GOAL 1: In the Docspeed quickstart, what does Docspeed turn PDFs and images into?
GOAL 2: Continue the Docspeed quickstart from the point where it stops.

Quickstart

Upload a file, parse it, extract against a schema, and poll async jobs.

What is Docspeed?

Docspeed is a document API for turning PDFs and images into structured JSON with source-linked evidence. It is built for AP invoices, tax invoices, tables, review workflows, and multi-document question answering where the output must point back to the page.

Unlike a plain OCR API, Docspeed keeps OCR, layout, extraction, grounding, and async job handling in one contract. The response is designed for applications that need both machine-readable fields and reviewer-visible citations.

Key Features & Use Cases

Grounded extraction: field and table values can include region_ids for page evidence.
AP invoice automation: extract invoice fields, GST/tax fields, and repeated line items.

DATA LISTING:
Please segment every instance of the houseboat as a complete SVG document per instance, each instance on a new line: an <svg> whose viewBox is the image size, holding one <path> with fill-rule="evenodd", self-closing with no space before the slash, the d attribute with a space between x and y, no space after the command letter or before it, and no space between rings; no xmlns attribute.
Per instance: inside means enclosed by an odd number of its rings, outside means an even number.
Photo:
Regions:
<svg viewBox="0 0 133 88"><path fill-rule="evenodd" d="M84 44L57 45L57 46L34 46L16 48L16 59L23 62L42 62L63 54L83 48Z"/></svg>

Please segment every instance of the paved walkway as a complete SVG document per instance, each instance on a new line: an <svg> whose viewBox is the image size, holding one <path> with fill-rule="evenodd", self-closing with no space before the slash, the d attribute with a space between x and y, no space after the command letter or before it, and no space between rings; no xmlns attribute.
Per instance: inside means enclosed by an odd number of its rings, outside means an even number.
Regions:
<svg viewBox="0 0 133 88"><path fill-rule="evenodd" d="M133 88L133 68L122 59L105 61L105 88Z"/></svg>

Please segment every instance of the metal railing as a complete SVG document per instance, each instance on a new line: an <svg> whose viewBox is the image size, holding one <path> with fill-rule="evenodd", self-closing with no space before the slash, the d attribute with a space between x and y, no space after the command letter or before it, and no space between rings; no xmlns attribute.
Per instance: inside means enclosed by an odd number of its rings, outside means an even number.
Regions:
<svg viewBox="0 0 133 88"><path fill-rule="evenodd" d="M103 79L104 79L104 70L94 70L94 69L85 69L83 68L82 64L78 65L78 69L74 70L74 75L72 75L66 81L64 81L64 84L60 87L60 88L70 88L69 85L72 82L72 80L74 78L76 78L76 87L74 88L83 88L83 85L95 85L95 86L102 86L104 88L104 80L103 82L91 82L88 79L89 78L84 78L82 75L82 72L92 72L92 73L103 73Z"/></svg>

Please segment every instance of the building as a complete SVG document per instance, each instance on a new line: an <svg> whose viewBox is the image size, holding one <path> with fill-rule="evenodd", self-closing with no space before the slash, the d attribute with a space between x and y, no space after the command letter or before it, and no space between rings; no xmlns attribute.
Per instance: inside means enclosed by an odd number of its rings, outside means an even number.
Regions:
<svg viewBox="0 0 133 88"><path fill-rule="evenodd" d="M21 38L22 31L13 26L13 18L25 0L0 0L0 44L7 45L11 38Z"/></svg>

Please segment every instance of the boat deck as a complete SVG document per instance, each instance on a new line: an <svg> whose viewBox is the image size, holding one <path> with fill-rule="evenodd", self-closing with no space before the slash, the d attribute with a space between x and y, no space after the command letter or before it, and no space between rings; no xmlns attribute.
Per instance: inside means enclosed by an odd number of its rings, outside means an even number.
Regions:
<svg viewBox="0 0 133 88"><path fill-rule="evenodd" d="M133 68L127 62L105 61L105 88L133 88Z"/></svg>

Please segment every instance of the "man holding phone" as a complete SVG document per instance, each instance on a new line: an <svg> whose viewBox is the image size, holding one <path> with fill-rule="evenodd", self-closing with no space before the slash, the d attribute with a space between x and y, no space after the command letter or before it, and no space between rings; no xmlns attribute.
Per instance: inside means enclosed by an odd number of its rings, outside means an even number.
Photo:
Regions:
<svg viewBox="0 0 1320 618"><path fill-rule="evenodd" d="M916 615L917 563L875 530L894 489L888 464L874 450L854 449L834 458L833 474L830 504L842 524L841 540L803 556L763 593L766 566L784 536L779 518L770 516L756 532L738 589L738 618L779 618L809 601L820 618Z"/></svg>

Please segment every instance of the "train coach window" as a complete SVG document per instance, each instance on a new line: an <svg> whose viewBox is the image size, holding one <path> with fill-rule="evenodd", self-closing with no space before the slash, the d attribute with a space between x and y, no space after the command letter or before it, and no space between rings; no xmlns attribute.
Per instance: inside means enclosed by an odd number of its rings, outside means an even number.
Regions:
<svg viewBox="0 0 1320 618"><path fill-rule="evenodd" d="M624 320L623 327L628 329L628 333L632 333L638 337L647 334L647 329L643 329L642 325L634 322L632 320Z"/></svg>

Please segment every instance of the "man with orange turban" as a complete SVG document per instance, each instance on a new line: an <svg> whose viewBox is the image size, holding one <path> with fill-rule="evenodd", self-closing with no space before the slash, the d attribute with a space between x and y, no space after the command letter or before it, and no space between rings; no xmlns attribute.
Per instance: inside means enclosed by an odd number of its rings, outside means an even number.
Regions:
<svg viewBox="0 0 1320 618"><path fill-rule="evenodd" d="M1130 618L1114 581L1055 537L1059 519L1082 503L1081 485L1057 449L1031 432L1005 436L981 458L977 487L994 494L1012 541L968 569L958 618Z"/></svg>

EXERCISE OUTPUT 1: Structured JSON with source-linked evidence.

EXERCISE OUTPUT 2:
Schema builder: generate a reusable extraction schema from instructions or sample documents.
Table review: preserve cell-level structure and page provenance.
Async workloads: queue longer jobs and poll for completion with stable job IDs.
Multi-document QA: ask questions across a document set with cited answers.

Quick Example

The first integration path has four steps: upload a document, parse it, extract against a schema, and fetch the async result.

The Basic Workflow

Upload: send a PDF or image and receive a file_id.
Parse: inspect OCR-backed page structure and markdown.
Extract: submit a schema for grounded JSON output.
Fetch: poll the job and retrieve the final result.

Document -> file_id -> parsed structure -> job_id -> grounded extraction result

Step 1: Upload

Purpose: stores the source file and returns the identifier used by the rest of the API.

Request:

curl -sS -X POST "https://api.docspeed.ai/api/v1/upload" \
  -H "Authorization: Bearer ${DOCSPEED_API_KEY}" \
  -F "file=@sample-invoice.pdf"

Response:

{
  "file_id": "file_123",
  "files": [
    {
      "file_id": "file_123",
      "filename": "sample-invoice.pdf"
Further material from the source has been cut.